### Extracted data entries
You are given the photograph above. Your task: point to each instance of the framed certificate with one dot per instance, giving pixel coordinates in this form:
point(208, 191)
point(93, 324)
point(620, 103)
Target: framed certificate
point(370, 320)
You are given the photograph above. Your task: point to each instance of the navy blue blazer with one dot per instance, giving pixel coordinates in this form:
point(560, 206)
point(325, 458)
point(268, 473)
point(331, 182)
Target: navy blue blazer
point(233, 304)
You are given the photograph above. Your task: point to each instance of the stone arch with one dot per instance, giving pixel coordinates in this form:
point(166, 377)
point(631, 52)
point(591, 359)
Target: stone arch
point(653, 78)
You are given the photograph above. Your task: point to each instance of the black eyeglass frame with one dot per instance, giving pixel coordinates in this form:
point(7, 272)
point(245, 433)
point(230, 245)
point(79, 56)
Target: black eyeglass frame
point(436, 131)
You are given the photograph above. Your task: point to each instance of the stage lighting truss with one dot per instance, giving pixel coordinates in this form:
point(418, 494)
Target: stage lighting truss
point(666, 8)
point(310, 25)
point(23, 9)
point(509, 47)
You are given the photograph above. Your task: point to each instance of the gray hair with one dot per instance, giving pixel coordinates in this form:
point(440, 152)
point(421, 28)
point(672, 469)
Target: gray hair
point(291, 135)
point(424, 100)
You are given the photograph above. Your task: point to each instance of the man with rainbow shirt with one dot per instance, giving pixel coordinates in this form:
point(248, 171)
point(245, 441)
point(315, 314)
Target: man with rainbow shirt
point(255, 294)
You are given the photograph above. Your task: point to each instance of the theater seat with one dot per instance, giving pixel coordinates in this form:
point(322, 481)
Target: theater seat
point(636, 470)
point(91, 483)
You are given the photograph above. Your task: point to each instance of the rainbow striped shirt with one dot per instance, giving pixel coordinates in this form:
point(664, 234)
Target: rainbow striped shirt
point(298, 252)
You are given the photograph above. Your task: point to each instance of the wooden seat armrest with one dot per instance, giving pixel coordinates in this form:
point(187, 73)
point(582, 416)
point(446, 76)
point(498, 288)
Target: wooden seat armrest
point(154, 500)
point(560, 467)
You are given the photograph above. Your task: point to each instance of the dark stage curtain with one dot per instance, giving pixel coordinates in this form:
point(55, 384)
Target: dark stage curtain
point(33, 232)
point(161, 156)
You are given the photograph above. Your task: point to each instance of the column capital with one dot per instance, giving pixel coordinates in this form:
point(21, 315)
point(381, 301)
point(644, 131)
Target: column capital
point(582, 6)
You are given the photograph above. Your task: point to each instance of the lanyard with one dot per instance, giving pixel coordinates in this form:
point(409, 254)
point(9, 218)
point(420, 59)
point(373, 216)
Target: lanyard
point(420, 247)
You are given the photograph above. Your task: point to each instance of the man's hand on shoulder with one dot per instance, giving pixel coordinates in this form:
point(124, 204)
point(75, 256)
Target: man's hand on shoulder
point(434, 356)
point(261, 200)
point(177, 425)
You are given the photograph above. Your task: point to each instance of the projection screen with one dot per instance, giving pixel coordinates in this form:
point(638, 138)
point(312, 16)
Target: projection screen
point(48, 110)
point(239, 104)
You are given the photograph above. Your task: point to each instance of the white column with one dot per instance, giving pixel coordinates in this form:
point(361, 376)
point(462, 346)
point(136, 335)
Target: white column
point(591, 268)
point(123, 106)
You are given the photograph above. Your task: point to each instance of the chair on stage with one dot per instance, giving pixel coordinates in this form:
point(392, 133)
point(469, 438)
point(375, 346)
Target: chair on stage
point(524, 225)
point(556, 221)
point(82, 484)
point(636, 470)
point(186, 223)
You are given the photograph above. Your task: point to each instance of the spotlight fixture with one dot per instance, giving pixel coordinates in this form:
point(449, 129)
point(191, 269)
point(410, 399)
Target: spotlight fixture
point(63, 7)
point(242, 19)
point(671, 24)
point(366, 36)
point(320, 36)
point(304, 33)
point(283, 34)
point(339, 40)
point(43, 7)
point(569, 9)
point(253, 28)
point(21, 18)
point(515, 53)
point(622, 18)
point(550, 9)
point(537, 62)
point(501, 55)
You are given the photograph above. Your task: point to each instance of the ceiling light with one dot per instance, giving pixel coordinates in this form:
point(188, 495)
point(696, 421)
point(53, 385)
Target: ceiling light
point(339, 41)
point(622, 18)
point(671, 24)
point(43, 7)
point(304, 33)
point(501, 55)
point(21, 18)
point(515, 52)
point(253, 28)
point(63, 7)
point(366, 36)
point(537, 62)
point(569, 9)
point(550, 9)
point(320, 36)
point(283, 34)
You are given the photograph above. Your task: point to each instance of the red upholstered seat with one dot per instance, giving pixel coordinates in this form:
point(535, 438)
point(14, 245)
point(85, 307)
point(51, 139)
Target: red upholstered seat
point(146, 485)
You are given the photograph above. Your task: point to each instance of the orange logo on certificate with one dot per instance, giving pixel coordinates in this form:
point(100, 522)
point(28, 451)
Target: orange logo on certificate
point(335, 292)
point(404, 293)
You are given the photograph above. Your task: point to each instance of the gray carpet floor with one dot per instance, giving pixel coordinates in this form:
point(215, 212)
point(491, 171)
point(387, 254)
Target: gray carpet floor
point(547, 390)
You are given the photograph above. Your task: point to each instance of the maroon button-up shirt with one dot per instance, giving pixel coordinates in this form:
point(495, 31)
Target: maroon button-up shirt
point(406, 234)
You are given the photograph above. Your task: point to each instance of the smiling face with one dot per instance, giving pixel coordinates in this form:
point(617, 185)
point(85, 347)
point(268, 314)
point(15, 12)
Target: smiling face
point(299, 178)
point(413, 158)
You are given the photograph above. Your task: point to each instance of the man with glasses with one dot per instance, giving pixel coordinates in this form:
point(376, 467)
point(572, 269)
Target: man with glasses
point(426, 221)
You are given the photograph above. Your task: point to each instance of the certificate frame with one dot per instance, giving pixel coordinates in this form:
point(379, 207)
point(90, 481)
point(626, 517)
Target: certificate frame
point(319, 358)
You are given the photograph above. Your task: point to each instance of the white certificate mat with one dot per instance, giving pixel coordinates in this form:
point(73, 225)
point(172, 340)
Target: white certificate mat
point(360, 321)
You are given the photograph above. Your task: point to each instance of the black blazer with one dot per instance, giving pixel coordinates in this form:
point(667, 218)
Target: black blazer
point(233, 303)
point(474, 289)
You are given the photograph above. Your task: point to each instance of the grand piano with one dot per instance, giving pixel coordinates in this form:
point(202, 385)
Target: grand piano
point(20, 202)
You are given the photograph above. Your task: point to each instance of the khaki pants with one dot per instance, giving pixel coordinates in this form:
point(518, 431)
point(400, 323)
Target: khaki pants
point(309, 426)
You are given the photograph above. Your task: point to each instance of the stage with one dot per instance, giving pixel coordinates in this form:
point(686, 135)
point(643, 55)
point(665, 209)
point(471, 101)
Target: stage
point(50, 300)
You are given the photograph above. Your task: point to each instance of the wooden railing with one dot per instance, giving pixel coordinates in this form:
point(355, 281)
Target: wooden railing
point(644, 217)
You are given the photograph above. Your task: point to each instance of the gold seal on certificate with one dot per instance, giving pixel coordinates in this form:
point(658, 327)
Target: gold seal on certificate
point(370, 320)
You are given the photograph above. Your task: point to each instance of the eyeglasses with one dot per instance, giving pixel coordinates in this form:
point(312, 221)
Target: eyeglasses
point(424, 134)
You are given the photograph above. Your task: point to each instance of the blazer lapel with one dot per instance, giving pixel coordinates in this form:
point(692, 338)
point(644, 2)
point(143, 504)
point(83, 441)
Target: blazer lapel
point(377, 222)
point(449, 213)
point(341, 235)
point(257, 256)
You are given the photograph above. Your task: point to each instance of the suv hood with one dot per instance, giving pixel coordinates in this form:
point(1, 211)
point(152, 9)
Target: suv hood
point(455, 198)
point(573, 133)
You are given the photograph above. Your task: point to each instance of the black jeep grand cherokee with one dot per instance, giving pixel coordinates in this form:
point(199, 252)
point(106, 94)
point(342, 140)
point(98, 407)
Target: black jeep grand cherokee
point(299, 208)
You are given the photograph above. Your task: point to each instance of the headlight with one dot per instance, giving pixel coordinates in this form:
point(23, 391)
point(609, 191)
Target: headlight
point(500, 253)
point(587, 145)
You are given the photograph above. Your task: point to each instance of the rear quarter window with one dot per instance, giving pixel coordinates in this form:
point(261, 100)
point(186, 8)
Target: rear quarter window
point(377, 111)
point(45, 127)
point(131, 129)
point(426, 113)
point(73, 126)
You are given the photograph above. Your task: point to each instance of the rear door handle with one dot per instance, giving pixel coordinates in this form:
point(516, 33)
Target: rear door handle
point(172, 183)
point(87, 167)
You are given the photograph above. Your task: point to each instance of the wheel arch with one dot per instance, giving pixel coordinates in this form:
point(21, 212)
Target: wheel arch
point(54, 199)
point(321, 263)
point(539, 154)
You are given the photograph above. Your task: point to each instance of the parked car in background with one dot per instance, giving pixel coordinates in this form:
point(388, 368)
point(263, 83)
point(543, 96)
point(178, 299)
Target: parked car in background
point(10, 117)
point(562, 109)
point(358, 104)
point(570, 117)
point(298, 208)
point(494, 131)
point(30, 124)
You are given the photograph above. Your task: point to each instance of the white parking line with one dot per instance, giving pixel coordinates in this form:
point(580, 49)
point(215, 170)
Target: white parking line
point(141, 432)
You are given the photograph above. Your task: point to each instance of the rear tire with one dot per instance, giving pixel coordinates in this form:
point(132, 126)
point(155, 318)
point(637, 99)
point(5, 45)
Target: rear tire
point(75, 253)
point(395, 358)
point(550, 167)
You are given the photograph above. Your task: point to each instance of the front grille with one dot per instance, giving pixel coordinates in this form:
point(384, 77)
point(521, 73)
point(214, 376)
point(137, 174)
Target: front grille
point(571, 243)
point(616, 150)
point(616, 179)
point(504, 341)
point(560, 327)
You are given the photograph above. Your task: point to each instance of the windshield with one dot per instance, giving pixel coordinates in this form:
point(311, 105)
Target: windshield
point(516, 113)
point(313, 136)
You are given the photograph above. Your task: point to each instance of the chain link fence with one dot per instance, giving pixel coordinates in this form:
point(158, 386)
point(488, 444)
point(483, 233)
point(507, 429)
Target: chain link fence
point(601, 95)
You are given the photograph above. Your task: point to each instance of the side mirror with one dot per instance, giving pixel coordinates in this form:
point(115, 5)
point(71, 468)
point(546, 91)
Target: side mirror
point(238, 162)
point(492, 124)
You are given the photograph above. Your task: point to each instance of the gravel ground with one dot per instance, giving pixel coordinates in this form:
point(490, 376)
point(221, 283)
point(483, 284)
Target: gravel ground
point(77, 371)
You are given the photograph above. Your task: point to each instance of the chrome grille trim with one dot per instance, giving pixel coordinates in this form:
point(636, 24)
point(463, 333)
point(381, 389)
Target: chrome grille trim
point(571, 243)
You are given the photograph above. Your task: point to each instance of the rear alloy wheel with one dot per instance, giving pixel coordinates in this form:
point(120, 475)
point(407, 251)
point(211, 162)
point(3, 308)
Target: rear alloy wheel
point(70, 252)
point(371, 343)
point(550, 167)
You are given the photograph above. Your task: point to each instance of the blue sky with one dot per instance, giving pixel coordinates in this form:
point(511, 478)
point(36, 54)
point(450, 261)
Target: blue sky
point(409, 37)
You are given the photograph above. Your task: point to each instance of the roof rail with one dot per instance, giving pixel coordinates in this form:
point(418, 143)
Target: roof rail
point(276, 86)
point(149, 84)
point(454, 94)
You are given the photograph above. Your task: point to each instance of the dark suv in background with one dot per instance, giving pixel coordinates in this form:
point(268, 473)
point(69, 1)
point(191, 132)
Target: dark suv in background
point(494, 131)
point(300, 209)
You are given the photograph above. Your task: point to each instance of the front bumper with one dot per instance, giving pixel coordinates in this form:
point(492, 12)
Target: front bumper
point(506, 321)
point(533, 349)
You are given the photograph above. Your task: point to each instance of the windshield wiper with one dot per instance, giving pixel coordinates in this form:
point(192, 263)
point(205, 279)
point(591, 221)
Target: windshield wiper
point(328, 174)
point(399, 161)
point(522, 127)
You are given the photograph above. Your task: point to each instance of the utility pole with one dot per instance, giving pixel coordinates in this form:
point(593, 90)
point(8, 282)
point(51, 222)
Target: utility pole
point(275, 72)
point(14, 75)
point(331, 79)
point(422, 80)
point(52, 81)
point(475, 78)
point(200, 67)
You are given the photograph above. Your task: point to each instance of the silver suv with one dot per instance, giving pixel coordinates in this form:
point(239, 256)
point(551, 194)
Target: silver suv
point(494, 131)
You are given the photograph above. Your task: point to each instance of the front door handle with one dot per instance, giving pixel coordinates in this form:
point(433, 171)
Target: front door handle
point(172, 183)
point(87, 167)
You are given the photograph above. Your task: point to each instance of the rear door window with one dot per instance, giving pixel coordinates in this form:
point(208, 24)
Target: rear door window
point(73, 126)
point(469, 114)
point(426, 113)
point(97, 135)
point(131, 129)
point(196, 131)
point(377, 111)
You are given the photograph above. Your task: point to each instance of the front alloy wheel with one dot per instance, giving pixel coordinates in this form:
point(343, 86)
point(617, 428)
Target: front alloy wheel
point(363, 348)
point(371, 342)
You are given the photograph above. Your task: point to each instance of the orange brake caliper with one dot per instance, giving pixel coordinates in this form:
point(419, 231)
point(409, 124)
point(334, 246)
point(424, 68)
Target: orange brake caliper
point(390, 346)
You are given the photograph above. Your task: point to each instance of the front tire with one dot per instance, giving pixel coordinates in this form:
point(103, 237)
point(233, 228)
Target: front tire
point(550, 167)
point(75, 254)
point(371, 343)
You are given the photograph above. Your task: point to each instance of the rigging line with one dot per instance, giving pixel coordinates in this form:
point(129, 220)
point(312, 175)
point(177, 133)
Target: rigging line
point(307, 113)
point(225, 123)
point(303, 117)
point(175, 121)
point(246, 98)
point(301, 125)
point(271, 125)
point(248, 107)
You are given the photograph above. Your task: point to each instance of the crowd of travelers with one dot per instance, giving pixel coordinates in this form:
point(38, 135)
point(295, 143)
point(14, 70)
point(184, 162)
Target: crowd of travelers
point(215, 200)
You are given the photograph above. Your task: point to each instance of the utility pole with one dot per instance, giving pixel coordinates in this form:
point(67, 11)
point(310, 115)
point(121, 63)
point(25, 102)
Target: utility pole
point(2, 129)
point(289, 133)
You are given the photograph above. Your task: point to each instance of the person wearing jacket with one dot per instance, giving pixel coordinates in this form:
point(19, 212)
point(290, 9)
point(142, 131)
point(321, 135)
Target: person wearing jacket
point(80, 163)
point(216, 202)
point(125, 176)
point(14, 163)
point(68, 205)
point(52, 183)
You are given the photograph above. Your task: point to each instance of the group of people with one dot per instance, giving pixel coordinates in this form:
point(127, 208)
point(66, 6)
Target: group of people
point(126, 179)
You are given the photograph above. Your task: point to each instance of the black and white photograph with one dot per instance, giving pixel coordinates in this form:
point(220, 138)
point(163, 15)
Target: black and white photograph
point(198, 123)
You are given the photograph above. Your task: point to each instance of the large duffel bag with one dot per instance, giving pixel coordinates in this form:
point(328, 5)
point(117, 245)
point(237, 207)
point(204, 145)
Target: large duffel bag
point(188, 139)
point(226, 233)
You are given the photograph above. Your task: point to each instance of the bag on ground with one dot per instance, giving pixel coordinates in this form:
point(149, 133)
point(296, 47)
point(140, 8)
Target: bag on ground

### Required action
Within the data above, the lines from the one with "Target: theater seat" to the one with "point(664, 234)" must be repeated exactly; no other line belongs in the answer.

### Task response
Target: theater seat
point(636, 470)
point(91, 483)
You are given the photograph above. Your task: point to each instance of the rainbow striped shirt with one dot per instance, giving pixel coordinates in this form:
point(664, 234)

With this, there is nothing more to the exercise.